R:I knew nothing about nothing. What I knew was what I learnt on the street. That’s where I learned how to inject from someone else showing me. I knew nothing at the time. I didn’t know anything really about hepatitis till I went in for clinics to get off methadone, to get clean completely and that was seven years ago. Other than that I knew nothing about nothing. I knew nothing. Nobody tells you anything. You have Hep C and that’s the end of it. There’s no one telling you what hepatitis is, or anything like and to get to the doctor, now you ring the doctor and you have to wait three months to see the doctor. When you go into the doctor you’re only in there and you could have a list of questions and they only want you in and out real quick because of the way it runs; so many behind you. It’s ridiculous.

I:So thinking back to that period, would you have shared needles?

DATA SECTION
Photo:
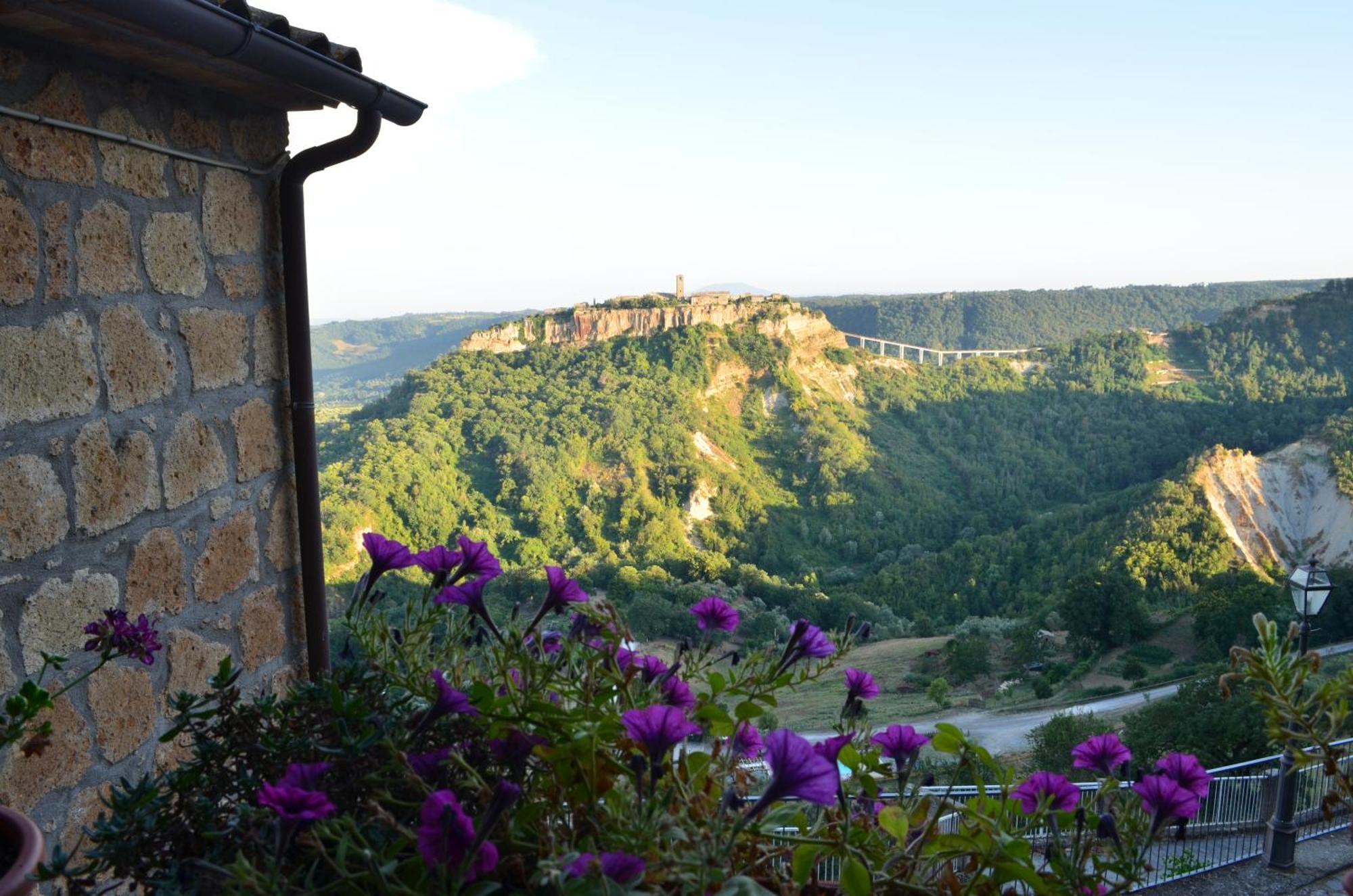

PROBLEM 1
Reproduce the part of the interview that opens with the words containing "R:I knew nothing" and closes with "you. It’s ridiculous.".
PROBLEM 2
In the interview, how long does the speaker say you have to wait to see the doctor after ringing?
Draw only on the interview for your responses.

RESPONSE AREA 1
R:I knew nothing about nothing. What I knew was what I learnt on the street. That’s where I learned how to inject from someone else showing me. I knew nothing at the time. I didn’t know anything really about hepatitis till I went in for clinics to get off methadone, to get clean completely and that was seven years ago. Other than that I knew nothing about nothing. I knew nothing. Nobody tells you anything. You have Hep C and that’s the end of it. There’s no one telling you what hepatitis is, or anything like and to get to the doctor, now you ring the doctor and you have to wait three months to see the doctor. When you go into the doctor you’re only in there and you could have a list of questions and they only want you in and out real quick because of the way it runs; so many behind you. It’s ridiculous.

RESPONSE AREA 2
Three months.